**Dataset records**
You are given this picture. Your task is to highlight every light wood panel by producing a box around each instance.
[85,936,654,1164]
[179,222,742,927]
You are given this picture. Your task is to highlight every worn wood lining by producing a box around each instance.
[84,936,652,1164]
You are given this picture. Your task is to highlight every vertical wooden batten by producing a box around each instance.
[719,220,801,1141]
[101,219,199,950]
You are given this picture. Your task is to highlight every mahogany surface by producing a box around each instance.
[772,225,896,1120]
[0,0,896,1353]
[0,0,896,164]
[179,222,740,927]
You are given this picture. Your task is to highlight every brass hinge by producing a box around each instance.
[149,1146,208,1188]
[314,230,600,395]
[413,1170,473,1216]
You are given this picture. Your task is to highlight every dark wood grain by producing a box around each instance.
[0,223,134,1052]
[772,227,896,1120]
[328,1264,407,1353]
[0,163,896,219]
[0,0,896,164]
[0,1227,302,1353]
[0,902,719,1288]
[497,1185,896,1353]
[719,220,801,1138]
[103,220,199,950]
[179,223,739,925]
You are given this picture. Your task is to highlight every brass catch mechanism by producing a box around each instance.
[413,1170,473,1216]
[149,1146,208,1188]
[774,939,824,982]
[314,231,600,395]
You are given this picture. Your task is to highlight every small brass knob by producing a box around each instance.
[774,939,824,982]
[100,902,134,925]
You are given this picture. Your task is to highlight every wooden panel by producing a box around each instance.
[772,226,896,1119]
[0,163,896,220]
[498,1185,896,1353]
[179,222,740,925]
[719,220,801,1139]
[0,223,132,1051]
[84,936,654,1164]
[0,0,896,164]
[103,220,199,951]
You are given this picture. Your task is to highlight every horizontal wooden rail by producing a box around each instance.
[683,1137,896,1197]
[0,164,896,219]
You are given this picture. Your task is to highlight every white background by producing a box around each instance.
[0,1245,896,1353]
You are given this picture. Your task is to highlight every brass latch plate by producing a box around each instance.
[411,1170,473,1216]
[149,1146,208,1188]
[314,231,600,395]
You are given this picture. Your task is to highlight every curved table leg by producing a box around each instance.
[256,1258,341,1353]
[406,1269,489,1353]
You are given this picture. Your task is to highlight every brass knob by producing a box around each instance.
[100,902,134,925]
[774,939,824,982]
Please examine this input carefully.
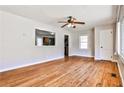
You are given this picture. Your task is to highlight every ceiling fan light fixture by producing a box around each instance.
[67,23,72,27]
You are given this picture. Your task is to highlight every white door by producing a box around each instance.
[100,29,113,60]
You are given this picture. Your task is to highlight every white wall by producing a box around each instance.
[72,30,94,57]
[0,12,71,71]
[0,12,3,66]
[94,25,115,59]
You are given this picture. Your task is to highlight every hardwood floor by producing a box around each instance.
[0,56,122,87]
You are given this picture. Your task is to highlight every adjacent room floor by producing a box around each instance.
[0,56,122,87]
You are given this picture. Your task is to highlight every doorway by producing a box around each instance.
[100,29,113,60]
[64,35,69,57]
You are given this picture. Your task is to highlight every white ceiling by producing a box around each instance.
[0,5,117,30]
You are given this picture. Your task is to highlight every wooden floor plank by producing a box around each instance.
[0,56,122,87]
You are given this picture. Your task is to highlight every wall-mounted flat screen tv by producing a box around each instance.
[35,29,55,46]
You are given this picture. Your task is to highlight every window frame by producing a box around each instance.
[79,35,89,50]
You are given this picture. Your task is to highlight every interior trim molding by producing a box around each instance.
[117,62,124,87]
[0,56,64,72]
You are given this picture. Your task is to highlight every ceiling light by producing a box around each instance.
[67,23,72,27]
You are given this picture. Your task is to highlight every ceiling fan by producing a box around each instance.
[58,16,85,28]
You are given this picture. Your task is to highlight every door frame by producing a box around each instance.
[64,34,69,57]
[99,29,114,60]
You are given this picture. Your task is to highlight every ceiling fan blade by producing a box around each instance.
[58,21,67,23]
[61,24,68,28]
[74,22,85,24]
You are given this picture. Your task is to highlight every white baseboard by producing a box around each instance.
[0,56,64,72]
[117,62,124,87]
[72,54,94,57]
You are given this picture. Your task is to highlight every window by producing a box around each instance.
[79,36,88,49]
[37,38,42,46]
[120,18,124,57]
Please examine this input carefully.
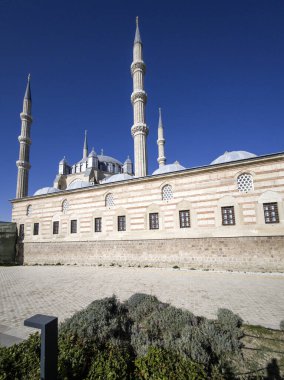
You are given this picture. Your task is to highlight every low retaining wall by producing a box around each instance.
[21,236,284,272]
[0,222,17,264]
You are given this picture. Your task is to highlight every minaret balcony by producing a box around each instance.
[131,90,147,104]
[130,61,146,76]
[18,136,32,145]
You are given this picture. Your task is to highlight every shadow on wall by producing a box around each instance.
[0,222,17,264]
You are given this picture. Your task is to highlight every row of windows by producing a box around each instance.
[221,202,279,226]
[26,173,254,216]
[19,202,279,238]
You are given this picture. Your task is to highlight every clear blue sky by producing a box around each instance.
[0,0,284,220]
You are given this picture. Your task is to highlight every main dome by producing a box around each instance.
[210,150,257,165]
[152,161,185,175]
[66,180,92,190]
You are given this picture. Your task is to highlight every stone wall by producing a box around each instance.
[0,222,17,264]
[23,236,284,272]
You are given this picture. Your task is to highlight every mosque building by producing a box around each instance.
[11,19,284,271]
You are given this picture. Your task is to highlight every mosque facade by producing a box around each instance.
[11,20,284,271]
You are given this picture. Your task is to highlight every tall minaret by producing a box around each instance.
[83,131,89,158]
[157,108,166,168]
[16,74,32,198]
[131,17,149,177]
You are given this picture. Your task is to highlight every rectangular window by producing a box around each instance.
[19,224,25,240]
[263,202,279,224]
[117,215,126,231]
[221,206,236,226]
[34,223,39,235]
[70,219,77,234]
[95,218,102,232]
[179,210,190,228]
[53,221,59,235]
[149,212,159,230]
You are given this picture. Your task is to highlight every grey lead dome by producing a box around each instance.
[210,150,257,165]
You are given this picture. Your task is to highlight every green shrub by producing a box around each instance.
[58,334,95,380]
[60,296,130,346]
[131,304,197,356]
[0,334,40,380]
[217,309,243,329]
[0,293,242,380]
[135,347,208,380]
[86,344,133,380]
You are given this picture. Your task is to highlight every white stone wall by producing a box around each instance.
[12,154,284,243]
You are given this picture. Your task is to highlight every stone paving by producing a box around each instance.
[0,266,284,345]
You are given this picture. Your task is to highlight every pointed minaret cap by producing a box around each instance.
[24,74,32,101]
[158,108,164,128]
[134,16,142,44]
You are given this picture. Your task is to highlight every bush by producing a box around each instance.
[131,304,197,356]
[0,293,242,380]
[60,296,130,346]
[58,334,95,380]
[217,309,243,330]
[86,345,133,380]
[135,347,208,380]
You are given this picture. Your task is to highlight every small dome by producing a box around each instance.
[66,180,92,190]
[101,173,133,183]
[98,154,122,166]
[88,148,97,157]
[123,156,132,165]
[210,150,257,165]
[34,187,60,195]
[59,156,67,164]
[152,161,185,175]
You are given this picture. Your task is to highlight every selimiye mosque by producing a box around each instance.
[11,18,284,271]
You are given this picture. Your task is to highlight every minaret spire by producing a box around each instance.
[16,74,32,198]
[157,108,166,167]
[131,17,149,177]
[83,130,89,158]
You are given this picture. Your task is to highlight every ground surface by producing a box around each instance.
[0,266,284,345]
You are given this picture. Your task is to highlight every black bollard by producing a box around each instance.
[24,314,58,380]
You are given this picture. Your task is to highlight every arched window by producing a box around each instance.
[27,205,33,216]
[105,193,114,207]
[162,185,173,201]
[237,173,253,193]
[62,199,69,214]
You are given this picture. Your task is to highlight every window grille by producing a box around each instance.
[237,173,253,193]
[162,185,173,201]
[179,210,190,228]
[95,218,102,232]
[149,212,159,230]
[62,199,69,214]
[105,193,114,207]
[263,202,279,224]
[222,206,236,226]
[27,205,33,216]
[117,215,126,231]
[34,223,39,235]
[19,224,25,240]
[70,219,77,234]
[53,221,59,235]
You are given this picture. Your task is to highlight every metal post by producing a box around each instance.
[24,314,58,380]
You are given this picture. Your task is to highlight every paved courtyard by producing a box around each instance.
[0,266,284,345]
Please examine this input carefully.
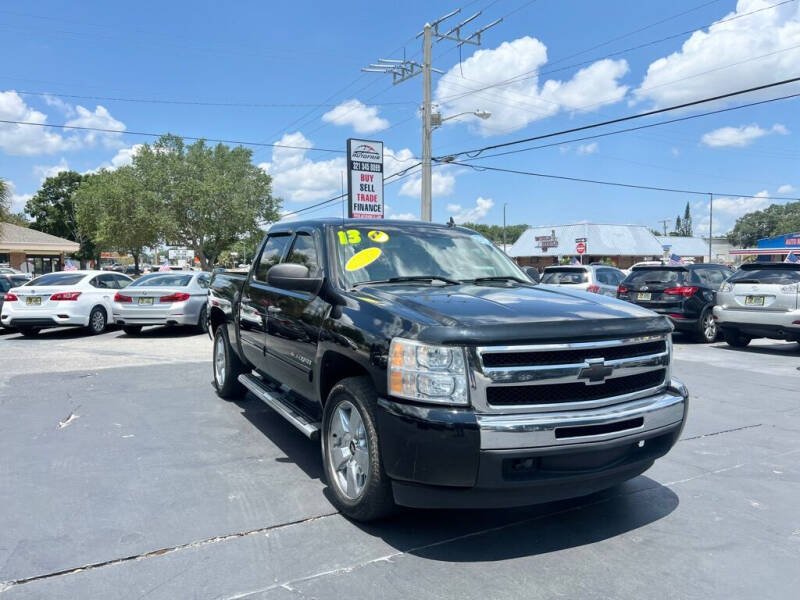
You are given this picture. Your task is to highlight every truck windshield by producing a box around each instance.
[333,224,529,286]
---
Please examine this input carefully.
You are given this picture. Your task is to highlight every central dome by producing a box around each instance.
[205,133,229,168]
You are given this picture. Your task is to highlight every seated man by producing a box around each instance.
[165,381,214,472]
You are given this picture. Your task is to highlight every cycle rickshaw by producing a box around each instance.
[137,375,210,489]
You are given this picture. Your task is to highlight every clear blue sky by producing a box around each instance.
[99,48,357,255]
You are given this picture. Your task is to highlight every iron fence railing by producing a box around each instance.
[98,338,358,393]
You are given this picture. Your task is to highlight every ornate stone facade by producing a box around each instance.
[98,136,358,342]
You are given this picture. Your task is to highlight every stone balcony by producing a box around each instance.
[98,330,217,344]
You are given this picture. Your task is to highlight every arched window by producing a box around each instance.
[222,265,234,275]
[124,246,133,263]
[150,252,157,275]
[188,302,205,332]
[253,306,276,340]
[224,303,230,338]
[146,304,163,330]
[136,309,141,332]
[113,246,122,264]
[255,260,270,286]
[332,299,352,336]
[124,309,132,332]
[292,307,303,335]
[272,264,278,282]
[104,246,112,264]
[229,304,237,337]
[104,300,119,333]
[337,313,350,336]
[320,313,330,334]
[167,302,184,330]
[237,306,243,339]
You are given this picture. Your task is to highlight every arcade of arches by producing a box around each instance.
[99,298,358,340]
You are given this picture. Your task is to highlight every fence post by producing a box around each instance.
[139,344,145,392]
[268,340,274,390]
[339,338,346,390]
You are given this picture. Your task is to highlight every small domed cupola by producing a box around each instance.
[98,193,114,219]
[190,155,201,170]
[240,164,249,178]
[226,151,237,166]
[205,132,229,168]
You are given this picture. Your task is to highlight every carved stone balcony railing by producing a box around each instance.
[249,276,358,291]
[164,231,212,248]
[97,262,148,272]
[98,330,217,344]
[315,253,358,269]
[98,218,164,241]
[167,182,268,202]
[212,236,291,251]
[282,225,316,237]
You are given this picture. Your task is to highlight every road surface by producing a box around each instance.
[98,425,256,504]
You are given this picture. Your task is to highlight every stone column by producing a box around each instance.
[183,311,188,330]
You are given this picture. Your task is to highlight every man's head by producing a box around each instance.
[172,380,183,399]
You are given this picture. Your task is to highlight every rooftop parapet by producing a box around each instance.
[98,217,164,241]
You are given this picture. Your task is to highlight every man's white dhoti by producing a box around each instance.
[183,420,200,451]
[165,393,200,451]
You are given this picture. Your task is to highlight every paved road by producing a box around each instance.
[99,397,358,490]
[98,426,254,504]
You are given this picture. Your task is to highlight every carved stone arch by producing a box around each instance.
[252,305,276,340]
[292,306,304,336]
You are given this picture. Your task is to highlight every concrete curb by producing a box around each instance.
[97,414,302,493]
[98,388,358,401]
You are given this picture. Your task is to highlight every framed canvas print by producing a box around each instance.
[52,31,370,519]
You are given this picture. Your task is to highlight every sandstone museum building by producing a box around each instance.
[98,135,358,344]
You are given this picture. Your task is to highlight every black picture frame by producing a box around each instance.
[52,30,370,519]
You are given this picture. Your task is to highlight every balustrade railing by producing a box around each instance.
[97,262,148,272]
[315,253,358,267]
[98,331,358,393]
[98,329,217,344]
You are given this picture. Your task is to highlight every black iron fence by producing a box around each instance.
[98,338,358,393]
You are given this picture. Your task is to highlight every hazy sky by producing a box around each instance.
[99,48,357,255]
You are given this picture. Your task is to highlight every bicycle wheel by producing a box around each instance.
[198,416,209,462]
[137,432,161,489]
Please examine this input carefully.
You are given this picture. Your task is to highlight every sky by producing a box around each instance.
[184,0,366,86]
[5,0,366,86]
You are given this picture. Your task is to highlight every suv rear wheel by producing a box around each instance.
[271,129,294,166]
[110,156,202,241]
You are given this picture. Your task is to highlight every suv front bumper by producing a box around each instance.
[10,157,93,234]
...
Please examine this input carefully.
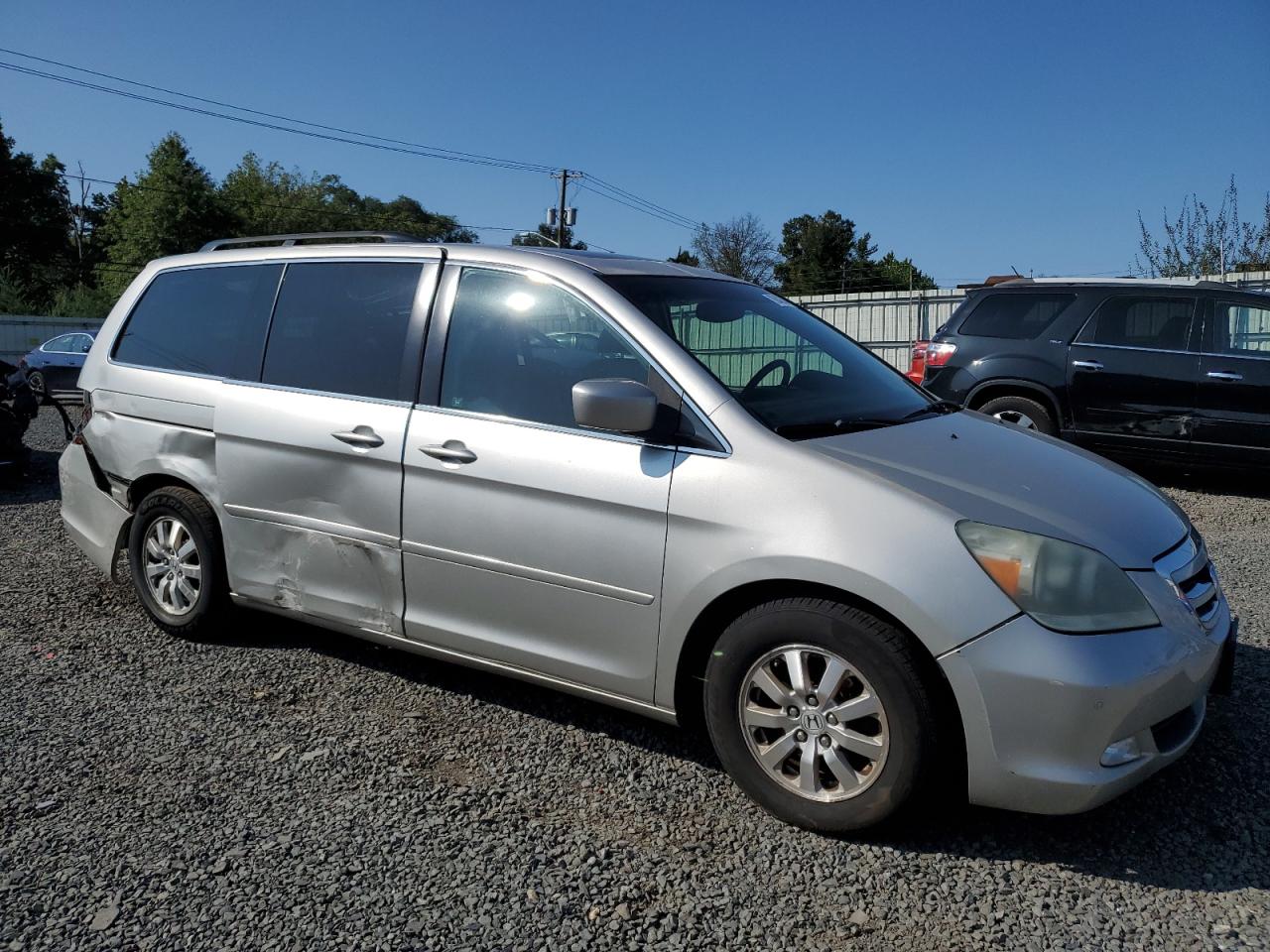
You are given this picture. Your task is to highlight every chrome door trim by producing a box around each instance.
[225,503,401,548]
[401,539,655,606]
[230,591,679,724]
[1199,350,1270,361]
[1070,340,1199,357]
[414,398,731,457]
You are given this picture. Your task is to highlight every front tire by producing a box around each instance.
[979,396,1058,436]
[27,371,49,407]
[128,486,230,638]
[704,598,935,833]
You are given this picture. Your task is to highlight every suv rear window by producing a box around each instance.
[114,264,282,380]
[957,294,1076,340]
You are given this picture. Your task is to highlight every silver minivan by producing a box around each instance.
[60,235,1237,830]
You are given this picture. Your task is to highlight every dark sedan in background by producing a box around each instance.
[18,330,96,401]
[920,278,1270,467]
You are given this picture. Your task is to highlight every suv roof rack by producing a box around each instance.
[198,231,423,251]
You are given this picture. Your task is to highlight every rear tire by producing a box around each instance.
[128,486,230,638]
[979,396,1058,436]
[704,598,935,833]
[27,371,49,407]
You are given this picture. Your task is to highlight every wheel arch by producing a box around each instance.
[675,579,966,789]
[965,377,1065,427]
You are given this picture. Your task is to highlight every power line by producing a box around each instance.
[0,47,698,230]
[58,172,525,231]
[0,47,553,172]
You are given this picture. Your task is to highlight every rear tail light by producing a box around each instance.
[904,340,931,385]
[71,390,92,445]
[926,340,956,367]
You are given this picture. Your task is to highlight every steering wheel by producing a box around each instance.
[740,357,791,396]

**Short problem**
Can you copy the records verbatim, from the line containing "highlight every ground" through the line containing "[333,224,529,286]", inclusive, leaving out the pictures?

**Result of the task**
You are given this picture. Your task is to highlight every ground surface by producing a box around each instance.
[0,266,284,345]
You are given this picture. Your task is to highlight every black bollard by producing a box around each instance.
[24,314,58,380]
You are given this picture. Your task is to highlight every arched window by producing a box around each instance.
[27,205,33,216]
[105,193,114,207]
[162,185,173,201]
[237,173,253,193]
[62,199,69,214]
You are given this picture. Your task is to highlight every window grille by producing a box around each instance.
[237,173,253,193]
[162,185,173,201]
[179,210,190,228]
[95,218,102,232]
[149,212,159,230]
[62,199,69,214]
[105,193,114,207]
[263,202,279,224]
[222,206,236,226]
[27,205,33,216]
[117,215,126,231]
[34,223,39,235]
[19,224,25,240]
[70,219,77,234]
[53,221,59,235]
You are given this picture. Your task is to highlight every metal post by producing a box around each instance.
[24,314,58,380]
You are given this picture. Your task is to highlight every paved courtyard by producing a box around each instance.
[0,266,284,345]
Please examine this input carefully.
You are given this picture. Your task is to highlight every truck windshield by producing a box around each instance.
[333,224,529,286]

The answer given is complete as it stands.